QUOTED PASSAGE
::::::::

Liquidity Crisis in Play

The author is an analyst of NH Investment & Securities. He can be reached at sw.kang@nhqv.com. -- Ed

 

Despite an aggressive monetary policy response, the Libor-OIS spread is still widening, which implies that a liquidity crisis is in play. Upcoming economic indicators should mark the beginning of confirmation of a crisis in the real economy. Believing that it is too early to worry about a QE-sparked yield uptrend, we continue to advise buying treasuries.

Liquidity crisis in play

The current crisis unfolded in the following order: 1) a real economy recession that started with Covid-19; 2) a credit crisis derived from a plunge in oil prices; and 3) a liquidity crisis. Meanwhile, policy actions have emerged in reverse order. Last week, the Fed made commercial MBS eligible for QE purchases, and it reinitiated unlimited QE. As a result, repo yields have remained stable despite end of quarter funding needs. But, the Libor-OIS spread is continuing to expand rapidly, a development which implies that a liquidity crisis is in play.

The Fed also announced the purchase of IG corporate bonds via a special purpose vehicle. But we note that 60% of energy firms are not of investment grade. And, purchase of strategic petroleum reserves was excluded from the massive US fiscal stimulus measures. Given that an oil price rebound looks a far way off, the credit crisis has yet to be resolved. Also, upcoming indicators are to mark just the start of a confirmation of an economic downturn. The US’s number of initial jobless claims soared from 280,000 to 3.28mn in a single week. With the crisis is still ongoing, US TB yields will need to stabilize at a lower boundary before the economy can bounce back. Thus, US TB yields are to keep trending downwards for now.

We do note that there have been many past cases where Fed’s QE served as a trigger for long-term yield uptrend, based on the logic that the liquidity supplied by QE programs will eventually push up inflation. But, the oil price has dived 44.8% y-y. Demand-side inflationary pressure is also weak. If inflation concerns are muted, unlimited QE should provide a favorable supply-demand environment.

::::::::

INFORMATION
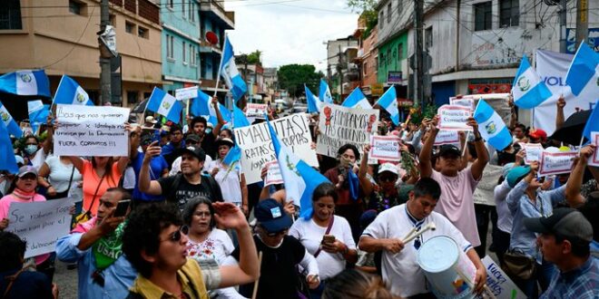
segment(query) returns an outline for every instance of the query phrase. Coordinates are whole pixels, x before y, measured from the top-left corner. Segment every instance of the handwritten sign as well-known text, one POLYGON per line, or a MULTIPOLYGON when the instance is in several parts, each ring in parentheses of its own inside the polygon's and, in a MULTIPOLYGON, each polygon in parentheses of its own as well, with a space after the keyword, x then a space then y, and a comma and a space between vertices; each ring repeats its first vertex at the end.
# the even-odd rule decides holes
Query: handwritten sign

::::::::

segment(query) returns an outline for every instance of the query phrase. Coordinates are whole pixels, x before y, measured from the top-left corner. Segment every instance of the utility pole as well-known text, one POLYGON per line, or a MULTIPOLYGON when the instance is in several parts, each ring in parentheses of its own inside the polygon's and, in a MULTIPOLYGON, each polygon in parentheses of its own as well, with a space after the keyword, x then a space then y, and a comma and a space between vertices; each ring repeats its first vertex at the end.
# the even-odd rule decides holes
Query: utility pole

::::::::

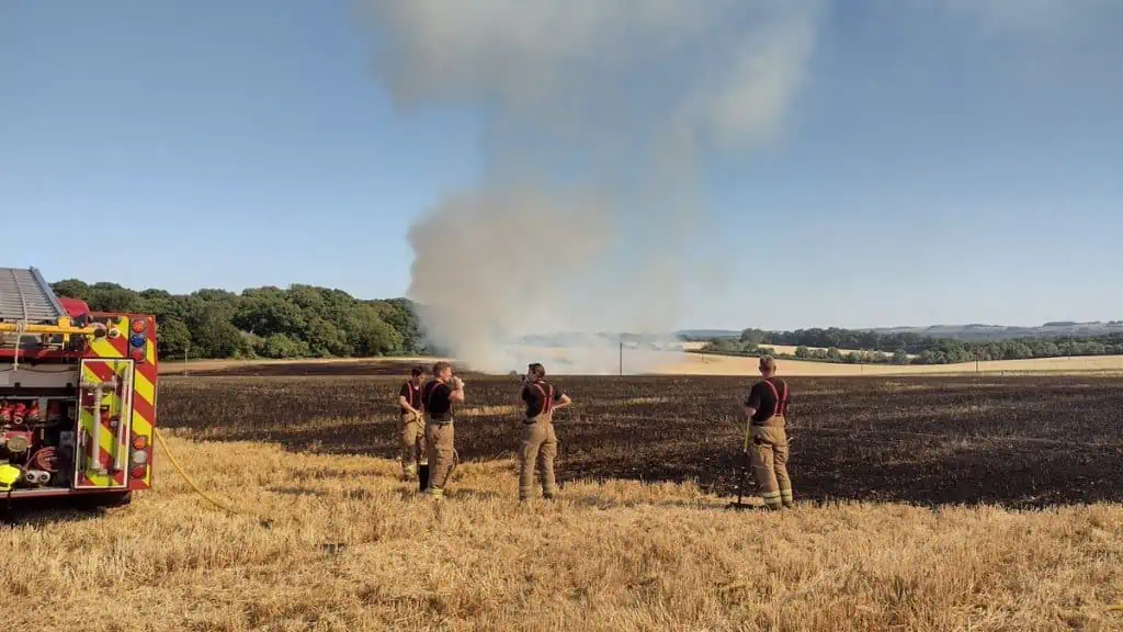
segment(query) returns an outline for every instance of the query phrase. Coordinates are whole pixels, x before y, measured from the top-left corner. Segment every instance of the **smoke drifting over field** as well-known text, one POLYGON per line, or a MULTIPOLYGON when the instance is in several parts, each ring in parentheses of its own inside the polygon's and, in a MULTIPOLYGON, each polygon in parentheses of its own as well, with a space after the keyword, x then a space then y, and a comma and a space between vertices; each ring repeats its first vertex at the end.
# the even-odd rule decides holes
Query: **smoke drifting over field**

::::::::

TASK DETAILS
Repeat the liquidity crisis commentary word for word.

WRITTEN REPLY
Liquidity Crisis in Play

The author is an analyst of NH Investment & Securities. He can be reached at sw.kang@nhqv.com. -- Ed

 

Despite an aggressive monetary policy response, the Libor-OIS spread is still widening, which implies that a liquidity crisis is in play. Upcoming economic indicators should mark the beginning of confirmation of a crisis in the real economy. Believing that it is too early to worry about a QE-sparked yield uptrend, we continue to advise buying treasuries.

Liquidity crisis in play

The current crisis unfolded in the following order: 1) a real economy recession that started with Covid-19; 2) a credit crisis derived from a plunge in oil prices; and 3) a liquidity crisis. Meanwhile, policy actions have emerged in reverse order. Last week, the Fed made commercial MBS eligible for QE purchases, and it reinitiated unlimited QE. As a result, repo yields have remained stable despite end of quarter funding needs. But, the Libor-OIS spread is continuing to expand rapidly, a development which implies that a liquidity crisis is in play.

The Fed also announced the purchase of IG corporate bonds via a special purpose vehicle. But we note that 60% of energy firms are not of investment grade. And, purchase of strategic petroleum reserves was excluded from the massive US fiscal stimulus measures. Given that an oil price rebound looks a far way off, the credit crisis has yet to be resolved. Also, upcoming indicators are to mark just the start of a confirmation of an economic downturn. The US’s number of initial jobless claims soared from 280,000 to 3.28mn in a single week. With the crisis is still ongoing, US TB yields will need to stabilize at a lower boundary before the economy can bounce back. Thus, US TB yields are to keep trending downwards for now.

We do note that there have been many past cases where Fed’s QE served as a trigger for long-term yield uptrend, based on the logic that the liquidity supplied by QE programs will eventually push up inflation. But, the oil price has dived 44.8% y-y. Demand-side inflationary pressure is also weak. If inflation concerns are muted, unlimited QE should provide a favorable supply-demand environment.